» Consigne
Répondez aux questions suivantes d'après l'extrait sur Swiss :
1. Quel montant le syndicat des pilotes Aeropers demandait-il ?
2. Quelle proportion des collaborateurs de Swiss a la nationalité suisse ?
3. Dans quel aéroport Swiss est-elle chez elle ?

━━ Extrait choisi ━━

Le syndicat des pilotes Aeropers demandait 200 millions de francs. Nous avons refusé cette requête et offert 60 millions. Au final, nous avons conclu un accord qui se situe au milieu de ces deux montants. Je ne vais pas vous préciser lequel.
L’image de Swiss a également souffert au cours des deux dernières années. De toute façon, vous volez sous un faux drapeau: Swiss est une compagnie aérienne allemande appartenant au groupe Lufthansa, camouflée par une croix suisse sur son aileron arrière.
Swiss est chez elle à l’aéroport de Zurich-Kloten. Nous payons des impôts ici, et plus de 80% de nos collaborateurs ont la nationalité suisse. Notre mission est de relier la Suisse au monde. Nous jouons également un rôle important dans la chaîne logistique. Tout cela est lié à la Suisse, et non à la Lufthansa en Allemagne. Nous sommes fiers de faire partie d’un groupe aéronautique fort comme le Lufthansa Group. Cela apporte de grands avantages. Il n’y a presque plus de compagnies aériennes qui réussissent toutes seules.
Où se prennent les décisions pour Swiss: ici à Zurich ou au siège de Lufthansa à Francfort?

━━━
━━ Les données ━━

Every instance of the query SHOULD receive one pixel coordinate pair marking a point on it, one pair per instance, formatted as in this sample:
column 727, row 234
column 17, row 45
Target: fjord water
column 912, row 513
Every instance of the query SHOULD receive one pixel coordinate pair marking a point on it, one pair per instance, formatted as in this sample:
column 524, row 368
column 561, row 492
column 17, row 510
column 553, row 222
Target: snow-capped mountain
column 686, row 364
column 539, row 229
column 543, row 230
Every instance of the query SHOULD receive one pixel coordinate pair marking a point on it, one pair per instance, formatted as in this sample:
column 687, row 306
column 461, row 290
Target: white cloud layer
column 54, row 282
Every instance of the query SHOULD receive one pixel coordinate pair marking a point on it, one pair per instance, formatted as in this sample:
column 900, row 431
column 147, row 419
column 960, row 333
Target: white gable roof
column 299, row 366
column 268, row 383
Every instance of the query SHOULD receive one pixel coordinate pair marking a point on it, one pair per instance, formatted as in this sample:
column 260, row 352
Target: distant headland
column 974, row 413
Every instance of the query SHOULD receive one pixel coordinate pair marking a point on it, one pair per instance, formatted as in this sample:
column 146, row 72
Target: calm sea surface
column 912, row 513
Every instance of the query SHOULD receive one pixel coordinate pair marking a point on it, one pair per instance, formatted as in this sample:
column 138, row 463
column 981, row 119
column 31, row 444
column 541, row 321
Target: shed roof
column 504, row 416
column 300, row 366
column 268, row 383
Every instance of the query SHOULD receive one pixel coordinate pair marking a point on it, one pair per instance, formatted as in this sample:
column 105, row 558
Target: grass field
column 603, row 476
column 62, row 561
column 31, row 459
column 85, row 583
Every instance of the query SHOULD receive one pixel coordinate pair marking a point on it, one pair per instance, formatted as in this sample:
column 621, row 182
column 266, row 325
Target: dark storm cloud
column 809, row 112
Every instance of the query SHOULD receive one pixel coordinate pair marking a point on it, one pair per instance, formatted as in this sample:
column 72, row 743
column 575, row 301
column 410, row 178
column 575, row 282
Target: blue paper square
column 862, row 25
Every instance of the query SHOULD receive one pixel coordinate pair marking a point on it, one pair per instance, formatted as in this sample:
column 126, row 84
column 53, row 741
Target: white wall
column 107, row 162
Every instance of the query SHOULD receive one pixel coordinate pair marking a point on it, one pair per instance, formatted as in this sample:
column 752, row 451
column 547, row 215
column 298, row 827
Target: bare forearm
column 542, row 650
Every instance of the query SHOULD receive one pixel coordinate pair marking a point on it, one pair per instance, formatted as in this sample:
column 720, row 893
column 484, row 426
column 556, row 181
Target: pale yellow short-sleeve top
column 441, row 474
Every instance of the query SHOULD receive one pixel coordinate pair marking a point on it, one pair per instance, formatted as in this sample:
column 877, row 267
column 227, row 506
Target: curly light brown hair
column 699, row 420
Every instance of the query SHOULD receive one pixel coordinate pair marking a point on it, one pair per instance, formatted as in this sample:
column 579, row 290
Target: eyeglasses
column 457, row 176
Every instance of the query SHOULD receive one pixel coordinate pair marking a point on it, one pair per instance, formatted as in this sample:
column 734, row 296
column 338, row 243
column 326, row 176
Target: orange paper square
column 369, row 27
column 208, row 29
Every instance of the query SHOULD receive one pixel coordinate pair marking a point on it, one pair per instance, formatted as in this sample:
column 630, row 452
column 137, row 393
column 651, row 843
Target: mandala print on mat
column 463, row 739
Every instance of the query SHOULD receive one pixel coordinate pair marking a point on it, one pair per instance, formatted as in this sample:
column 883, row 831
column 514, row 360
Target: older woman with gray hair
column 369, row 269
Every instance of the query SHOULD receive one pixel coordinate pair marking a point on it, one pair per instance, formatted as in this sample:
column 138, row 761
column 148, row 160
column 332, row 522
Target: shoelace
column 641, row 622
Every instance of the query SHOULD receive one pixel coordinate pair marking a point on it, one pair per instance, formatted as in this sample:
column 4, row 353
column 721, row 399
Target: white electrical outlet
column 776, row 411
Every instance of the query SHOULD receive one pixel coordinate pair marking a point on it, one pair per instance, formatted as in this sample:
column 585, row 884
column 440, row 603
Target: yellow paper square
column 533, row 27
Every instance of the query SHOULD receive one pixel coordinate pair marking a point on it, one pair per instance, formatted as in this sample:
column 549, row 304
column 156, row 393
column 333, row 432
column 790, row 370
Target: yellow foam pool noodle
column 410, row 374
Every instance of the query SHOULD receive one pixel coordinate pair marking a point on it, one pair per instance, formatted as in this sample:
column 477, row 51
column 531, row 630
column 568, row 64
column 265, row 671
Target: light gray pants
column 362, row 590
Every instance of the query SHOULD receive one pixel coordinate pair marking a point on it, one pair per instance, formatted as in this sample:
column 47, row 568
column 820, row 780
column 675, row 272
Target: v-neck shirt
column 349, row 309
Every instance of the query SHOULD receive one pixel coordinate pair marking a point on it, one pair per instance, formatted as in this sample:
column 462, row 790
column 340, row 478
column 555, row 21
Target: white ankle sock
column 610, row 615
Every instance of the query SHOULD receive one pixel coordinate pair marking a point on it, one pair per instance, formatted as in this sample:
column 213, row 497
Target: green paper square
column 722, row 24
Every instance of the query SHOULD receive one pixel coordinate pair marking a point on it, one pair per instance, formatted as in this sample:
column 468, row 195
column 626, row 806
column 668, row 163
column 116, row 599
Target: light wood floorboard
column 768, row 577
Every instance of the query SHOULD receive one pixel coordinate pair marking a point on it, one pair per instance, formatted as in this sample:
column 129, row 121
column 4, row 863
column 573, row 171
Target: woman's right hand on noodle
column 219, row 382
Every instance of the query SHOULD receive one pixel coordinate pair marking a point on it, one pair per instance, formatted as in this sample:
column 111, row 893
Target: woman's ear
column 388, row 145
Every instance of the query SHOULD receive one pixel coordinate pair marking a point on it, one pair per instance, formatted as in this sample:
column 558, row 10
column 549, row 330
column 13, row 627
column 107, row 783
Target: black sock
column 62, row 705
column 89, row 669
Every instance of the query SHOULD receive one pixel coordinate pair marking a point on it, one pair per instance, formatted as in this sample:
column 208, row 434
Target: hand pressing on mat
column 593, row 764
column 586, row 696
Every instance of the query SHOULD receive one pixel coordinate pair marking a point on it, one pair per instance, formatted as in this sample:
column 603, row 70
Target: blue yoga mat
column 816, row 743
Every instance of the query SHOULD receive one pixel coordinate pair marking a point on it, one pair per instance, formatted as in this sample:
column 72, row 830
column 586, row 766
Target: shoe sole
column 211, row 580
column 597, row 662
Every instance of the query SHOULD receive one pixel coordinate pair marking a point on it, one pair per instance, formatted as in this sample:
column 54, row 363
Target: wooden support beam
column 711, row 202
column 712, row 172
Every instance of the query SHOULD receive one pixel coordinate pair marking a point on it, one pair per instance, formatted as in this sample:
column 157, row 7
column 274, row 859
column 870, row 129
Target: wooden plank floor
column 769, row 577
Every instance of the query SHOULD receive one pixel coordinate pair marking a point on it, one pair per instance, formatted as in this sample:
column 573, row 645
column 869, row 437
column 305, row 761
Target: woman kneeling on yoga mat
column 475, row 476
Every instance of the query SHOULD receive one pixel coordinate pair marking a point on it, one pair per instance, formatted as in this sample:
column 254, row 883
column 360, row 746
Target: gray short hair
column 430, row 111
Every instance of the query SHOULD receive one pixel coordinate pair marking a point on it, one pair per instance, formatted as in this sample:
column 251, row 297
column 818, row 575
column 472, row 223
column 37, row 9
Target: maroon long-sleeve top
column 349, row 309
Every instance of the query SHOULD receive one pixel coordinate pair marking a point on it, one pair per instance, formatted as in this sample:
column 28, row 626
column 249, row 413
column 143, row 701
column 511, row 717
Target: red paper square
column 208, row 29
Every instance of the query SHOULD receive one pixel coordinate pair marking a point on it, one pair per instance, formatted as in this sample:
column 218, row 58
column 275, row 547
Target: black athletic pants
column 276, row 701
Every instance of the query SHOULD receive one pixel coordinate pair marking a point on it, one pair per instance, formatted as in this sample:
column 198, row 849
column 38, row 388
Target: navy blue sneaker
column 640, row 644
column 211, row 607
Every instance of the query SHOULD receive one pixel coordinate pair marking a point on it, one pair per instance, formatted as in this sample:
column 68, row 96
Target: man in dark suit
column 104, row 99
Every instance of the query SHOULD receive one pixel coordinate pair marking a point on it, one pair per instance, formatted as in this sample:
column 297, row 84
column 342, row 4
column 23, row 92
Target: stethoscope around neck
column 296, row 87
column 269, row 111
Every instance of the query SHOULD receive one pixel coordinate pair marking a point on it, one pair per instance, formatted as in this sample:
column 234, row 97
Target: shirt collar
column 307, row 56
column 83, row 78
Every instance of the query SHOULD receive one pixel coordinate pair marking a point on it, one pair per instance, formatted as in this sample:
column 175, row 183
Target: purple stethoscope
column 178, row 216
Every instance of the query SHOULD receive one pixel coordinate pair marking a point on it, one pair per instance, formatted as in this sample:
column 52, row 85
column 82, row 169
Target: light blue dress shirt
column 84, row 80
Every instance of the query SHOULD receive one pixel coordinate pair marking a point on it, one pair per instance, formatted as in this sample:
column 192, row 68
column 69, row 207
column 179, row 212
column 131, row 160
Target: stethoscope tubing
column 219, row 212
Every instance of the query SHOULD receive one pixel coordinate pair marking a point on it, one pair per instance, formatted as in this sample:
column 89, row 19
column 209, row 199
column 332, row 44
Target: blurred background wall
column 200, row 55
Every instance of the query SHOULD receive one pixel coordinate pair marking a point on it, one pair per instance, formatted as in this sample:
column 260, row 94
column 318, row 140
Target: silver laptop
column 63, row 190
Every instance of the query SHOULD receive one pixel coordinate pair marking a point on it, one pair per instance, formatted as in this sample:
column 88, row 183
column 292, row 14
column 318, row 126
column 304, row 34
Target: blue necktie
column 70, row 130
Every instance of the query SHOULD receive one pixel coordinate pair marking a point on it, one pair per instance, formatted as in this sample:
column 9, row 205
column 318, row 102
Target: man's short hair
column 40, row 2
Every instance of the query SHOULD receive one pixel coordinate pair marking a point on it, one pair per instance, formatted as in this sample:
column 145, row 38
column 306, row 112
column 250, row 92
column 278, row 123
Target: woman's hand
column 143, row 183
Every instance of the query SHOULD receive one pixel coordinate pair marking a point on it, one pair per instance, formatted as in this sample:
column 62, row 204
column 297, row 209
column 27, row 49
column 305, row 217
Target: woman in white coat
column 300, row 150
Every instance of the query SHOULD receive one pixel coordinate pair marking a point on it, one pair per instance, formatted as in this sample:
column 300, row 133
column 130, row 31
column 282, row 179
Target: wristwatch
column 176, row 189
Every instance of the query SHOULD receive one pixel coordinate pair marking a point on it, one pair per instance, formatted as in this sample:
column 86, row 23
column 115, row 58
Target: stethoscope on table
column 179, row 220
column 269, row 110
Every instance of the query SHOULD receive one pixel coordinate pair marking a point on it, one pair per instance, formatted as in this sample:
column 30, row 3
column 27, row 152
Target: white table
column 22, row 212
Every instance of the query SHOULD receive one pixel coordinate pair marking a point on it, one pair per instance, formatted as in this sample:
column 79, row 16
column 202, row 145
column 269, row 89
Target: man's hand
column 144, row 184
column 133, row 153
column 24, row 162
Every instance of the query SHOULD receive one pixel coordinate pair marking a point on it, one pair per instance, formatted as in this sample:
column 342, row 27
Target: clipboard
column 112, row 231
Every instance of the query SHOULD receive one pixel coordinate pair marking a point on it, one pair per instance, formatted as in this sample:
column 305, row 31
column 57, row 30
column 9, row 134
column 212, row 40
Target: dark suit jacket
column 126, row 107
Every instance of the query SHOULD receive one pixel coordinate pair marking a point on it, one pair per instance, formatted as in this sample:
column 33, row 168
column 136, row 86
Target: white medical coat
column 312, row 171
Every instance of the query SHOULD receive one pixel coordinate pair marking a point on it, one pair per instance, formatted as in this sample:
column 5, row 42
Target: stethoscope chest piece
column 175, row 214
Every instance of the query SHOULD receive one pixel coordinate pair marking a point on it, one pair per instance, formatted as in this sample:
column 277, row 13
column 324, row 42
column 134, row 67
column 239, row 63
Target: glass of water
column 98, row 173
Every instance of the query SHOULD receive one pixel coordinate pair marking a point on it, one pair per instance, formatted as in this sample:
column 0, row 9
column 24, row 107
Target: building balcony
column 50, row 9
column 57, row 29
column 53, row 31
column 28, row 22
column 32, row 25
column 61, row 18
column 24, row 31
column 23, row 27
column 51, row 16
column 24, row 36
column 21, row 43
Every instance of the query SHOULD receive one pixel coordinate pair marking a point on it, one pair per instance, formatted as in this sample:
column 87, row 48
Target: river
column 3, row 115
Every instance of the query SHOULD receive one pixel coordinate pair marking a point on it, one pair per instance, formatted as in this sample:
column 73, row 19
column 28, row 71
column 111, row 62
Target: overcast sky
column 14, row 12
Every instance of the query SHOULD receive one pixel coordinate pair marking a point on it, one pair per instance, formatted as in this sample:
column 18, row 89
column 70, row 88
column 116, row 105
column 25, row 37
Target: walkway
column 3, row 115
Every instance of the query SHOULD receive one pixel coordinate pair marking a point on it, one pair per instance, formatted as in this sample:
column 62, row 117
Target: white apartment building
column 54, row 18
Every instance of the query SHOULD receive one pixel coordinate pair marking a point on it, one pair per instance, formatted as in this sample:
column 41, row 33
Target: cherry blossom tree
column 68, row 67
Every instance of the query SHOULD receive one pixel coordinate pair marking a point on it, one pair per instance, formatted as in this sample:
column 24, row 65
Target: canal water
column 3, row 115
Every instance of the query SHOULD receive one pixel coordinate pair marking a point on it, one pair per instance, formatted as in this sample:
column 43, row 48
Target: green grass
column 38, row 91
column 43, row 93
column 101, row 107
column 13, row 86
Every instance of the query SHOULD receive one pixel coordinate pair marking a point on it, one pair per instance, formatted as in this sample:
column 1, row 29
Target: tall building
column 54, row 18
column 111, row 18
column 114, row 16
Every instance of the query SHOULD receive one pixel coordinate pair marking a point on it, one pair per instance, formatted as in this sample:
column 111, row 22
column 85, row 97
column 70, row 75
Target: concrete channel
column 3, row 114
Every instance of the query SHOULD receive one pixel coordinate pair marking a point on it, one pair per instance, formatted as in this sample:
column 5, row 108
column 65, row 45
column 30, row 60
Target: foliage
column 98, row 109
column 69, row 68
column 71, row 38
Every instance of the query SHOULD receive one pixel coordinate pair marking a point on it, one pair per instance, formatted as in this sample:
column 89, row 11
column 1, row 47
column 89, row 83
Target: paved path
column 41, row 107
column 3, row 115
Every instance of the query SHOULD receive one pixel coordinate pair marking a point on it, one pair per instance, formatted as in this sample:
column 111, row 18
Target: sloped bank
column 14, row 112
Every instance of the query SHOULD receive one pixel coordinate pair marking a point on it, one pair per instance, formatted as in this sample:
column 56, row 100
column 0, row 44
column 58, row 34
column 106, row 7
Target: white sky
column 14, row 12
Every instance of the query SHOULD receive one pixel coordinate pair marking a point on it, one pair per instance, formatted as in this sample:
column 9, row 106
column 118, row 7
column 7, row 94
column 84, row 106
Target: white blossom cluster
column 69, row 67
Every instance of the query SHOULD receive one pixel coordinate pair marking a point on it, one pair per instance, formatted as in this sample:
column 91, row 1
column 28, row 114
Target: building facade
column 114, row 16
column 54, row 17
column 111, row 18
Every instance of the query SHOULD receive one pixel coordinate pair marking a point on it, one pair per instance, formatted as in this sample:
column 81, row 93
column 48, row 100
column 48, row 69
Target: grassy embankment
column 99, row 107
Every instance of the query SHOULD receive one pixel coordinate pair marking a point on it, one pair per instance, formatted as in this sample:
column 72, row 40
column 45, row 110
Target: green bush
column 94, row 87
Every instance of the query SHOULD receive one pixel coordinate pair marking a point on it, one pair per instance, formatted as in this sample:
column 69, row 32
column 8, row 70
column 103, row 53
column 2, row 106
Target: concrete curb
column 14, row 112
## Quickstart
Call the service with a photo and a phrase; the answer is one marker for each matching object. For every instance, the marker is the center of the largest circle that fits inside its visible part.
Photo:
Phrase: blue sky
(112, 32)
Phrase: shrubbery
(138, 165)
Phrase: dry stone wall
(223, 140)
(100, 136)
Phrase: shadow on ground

━━━

» Corrigé
1. 200 millions de francs.
2. Plus de 80 %.
3. L'aéroport de Zurich-Kloten.